* BEGIN Source extract *

The Foreign Languages Press published Tokyo Trial: Evidence and Judgment of the Nanjing Massacre in September. Daniel Filmus, a former Minister of Science, Technology and Innovation of Argentina, read the book soon after its publication. Following are excerpts of his comments on the book:
Cover of the book Tokyo Trial
The English publication of Tokyo Trial: Evidence and Judgment of the Nanjing Massacre is excellent news. It has particular relevance in today’s global context, marked by increasing armed conflicts, growing tensions between nations, and numerous situations of ethnic and religious persecution.
The Nanjing Massacre of winter 1937-38 meant the killing of more than 300,000 civilians, the rape of tens of thousands of women, the torture of detainees and the looting and plundering of the population’s material goods. Chinese society and its government have always honored the memory of the victims and demanded justice. It is a symbol of the people’s courage in the face of national suffering and foreign aggression. However, in much of the West, this barbarity committed by the Japanese Armed Forces remains little known. Nor has the role played by the Tokyo Trial been sufficiently disseminated, particularly in achieving justice and punishing those politically and militarily responsible for the massacre, as well as those who failed to act to prevent it.
Reading the testimonies and reports presented in the book makes us aware of the dehumanization with which the Japanese military acted. The eyewitness accounts are particularly heartbreaking.
They enable the reader to approach the massacre not only as an observer, but also as someone emotionally feels the victims’ pain and shares the conviction that such testimonies must never be forgotten, but passed down from generation to generation, so that atrocities like those described are never repeated. The same applies to the accounts of the repeated sexual violence suffered by the women of Nanjing. As in other cases of genocide, in Nanjing women became the main targets chosen by soldiers in their attacks on defenseless civilian populations.
One of the particular characteristics of the Nanjing Massacre was that the selection of victims by the Japanese soldiers was completely random. With few exceptions, there was no military reason for deciding whom to arrest or kill. No one was safe. This pattern of indiscriminate killings created an atmosphere of terror throughout the population, with the aim of paralyzing their ability to organize any form of response. Unlike the Holocaust, it was not a bureaucratized genocide, precisely planned with state or military command structures.

* END Source extract *
* BEGIN Entries *

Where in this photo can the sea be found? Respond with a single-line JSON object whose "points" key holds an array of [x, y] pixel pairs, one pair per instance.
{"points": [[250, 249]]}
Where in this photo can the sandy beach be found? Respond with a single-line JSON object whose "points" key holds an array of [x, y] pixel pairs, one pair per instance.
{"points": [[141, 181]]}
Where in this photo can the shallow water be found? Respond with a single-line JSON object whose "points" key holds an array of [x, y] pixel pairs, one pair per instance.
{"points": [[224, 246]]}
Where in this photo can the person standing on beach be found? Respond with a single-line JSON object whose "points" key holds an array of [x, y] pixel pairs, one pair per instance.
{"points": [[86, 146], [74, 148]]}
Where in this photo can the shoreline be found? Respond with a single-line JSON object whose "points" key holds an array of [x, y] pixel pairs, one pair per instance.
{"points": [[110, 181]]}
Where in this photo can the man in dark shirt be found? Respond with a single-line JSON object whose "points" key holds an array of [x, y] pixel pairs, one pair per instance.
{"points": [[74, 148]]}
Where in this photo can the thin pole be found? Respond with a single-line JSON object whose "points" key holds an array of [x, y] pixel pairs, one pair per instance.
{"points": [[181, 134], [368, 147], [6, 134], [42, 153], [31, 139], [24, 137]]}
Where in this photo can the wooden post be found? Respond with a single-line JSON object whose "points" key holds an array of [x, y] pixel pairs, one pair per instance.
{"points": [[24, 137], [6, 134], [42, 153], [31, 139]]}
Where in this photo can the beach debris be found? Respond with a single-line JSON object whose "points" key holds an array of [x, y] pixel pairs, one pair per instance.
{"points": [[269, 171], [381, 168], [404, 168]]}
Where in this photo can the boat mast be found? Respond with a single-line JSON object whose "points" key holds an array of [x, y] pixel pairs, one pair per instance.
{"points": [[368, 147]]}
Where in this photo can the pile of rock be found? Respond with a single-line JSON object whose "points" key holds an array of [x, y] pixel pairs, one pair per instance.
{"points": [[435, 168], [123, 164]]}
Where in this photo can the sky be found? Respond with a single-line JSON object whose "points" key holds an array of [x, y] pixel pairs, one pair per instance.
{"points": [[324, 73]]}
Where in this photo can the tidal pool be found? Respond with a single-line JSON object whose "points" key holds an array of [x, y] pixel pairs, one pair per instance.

* END Entries *

> [Given instruction 1]: Copy the stretch of the Tokyo Trial book commentary from "One of the particular" through "military command structures." word for word.
> [Given instruction 2]: In the Tokyo Trial book commentary, what government post did Daniel Filmus once hold?
The entries above have nothing to do with what you need to do here.

> [Exercise solution 1]:
One of the particular characteristics of the Nanjing Massacre was that the selection of victims by the Japanese soldiers was completely random. With few exceptions, there was no military reason for deciding whom to arrest or kill. No one was safe. This pattern of indiscriminate killings created an atmosphere of terror throughout the population, with the aim of paralyzing their ability to organize any form of response. Unlike the Holocaust, it was not a bureaucratized genocide, precisely planned with state or military command structures.

> [Exercise solution 2]: Minister of Science, Technology and Innovation of Argentina